# Set exercise:
Please transcribe each of the items below line for line, with no changes.

=-=-=

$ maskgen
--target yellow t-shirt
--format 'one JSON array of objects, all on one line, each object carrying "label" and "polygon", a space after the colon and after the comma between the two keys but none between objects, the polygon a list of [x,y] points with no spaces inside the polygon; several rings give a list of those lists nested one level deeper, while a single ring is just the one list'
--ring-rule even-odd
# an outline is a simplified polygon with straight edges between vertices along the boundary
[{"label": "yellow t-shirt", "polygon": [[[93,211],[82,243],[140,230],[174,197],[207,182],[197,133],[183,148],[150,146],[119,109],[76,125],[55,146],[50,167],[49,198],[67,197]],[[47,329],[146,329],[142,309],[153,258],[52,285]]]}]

=-=-=

# Task response:
$ maskgen
--target yellow t-shirt
--format 'one JSON array of objects, all on one line, each object carrying "label" and "polygon", a space after the colon and after the comma between the two keys but none between objects, the polygon a list of [x,y] points with no spaces inside the polygon; several rings give a list of those lists nested one level deeper, while a single ring is just the one list'
--ring-rule even-odd
# an outline is a simplified polygon with straight edges between vertices along the boundary
[{"label": "yellow t-shirt", "polygon": [[[93,211],[82,243],[140,230],[174,197],[207,182],[197,133],[183,148],[150,146],[119,109],[76,125],[55,146],[50,167],[49,198],[67,197]],[[47,329],[146,329],[142,309],[153,258],[52,285]]]}]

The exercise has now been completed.